- [Page text]
....
# "Mediterranean" salad dressing?



## DoreenBrown (May 20, 2010)

I am a novice cook and have an idea for a cold pasta salad I'm calling "Mediterranean" salad. It consists of marinated artichoke hearts, sundried tomatoes and black olives (and maybe feta cheese?) served with rotini. I would really like some suggestions as to what kind of dressing would go good with this. All I can think of, in my very limited experience, is some kind of oil/vinegar type (maybe this would be good with some additions and the right kind of herbs/spices).
Thanks!


----------



## lyndalou (May 20, 2010)

I think a very simple dressing of good olive oil, lemon juice, salt and pepper would be perfect. You might add some oregano to it, or any fresh herb, but keep it simple,


----------



## larry_stewart (May 20, 2010)
....
- [Dataset content]
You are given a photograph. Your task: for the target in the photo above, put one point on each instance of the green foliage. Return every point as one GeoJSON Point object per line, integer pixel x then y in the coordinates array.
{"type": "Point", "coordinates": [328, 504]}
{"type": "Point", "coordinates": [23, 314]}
....
- [To do]
- A) Say whether each statement agrees with the salad dressing thread, answering yes or no and quoting the words of the thread that decide it: (i) the person asking describes themselves as an experienced cook; (ii) lyndalou recommends a dressing of olive oil, lemon juice, salt and pepper; (iii) the planned salad is served with rotini.
- B) Continue the salad dressing thread from the point where it stops.

- [Task responses]
- A)
(i) No: "I am a novice cook"
(ii) Yes: "a very simple dressing of good olive oil, lemon juice, salt and pepper would be perfect"
(iii) Yes: "served with rotini"

- B)
If the marinated artichokes are packed in an oil/ vinegar based marinade, U may be able to use that as the dressing, or at least as a base for the dressing u will create.

Usually when i make a cold pasta salad, ill use the " good seasons" salad dressing.


----------



## letscook (May 20, 2010)

greek dressing
    3/4 cup olive oil
    2 teaspoons garlic powder
    2 teaspoons dried oregano
    2 teaspoons dried basil
    1 1/2 teaspoons pepper
    1 1/2 teaspoons salt
    1 1/2 teaspoons onion powder
    1 1/2 teaspoons dijon mustard
    1 cup red wine vinegar


----------



## BreezyCooking (May 20, 2010)

I agree that the oil from the marinated artichoke hearts should be more than enough.  Nothing is worse than a drenched overdressed pasta salad.


----------



## DoreenBrown (May 21, 2010)

Thanks folks! I really like the oil the marinated artichoke hearts are packed in and was wondering how to 'clone' it. You're probably right that the amount that comes with the artichoke hearts is probably enough.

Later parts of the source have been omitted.